--- BEGIN Text excerpt ---

Treating A Room’s Acoustics
While the points already covered will guarantee a practical beginner’s studio setup for home recording, more advanced home studios would benefit from appropriate acoustic treatment to the recording space. Most rooms within a house have poor acoustics, to begin with. Something that may not seem apparent, like what material the room’s walls are made of. It can have a tremendous impact on the way audio is treated in your studio.
Sound is typically either reflected, absorbed, or diffused when it comes in contact with a surface. This can be detrimental to the control you have over the quality of your recordings. Especially in the advent of standing waves. Standing waves occur when sound reverberates off of two parallel surfaces. Most rooms within a household offer solid walls that lead to this phenomenon to occur. By implementing a blend of soundproof panels and diffusers, your home studio will be able to retain the desired sound of your recorded audio, despite the house’s structural limits. Together, the panels and diffusers, absorb any unwanted frequency while supporting the natural tone of whatever you record.
In essence, the theory behind soundproofing is meant to reduce the likelihood of sound resonating off objects within a recording environment. Typical modern homes enforce at least 35 dB of sound isolation. The advent of unwanted audio interference can be further subdued by patching any cracks and holes that allow air to pass through within the room. The most common area for air permeance is through crevices of the door. Installing rubber, and metal gaskets is a useful additive measure for canceling the flow of unwanted noise. Every angle and crack of a room should be inspected and controlled if acoustic purity is to be achieved.

--- END Text excerpt ---

**Set task A:** According to the text on room acoustics, how much sound isolation do typical modern homes enforce?
**Set task B:** Update the text on room acoustics between "Sound is typically" and "whatever you record.", inclusive, so that "diffusers" is replaced by "bass traps".
The lines after this are separate material, unrelated to the text on room acoustics.

--- BEGIN Material ---

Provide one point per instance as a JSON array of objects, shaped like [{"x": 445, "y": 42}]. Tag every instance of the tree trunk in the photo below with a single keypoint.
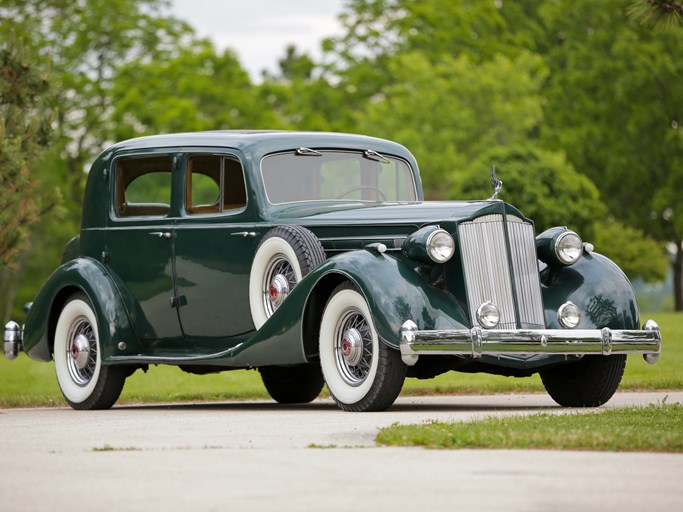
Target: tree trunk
[{"x": 678, "y": 277}]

--- END Material ---

**Problem solution A:** At least 35 dB.

**Problem solution B:**
Sound is typically either reflected, absorbed, or diffused when it comes in contact with a surface. This can be detrimental to the control you have over the quality of your recordings. Especially in the advent of standing waves. Standing waves occur when sound reverberates off of two parallel surfaces. Most rooms within a household offer solid walls that lead to this phenomenon to occur. By implementing a blend of soundproof panels and bass traps, your home studio will be able to retain the desired sound of your recorded audio, despite the house’s structural limits. Together, the panels and bass traps, absorb any unwanted frequency while supporting the natural tone of whatever you record.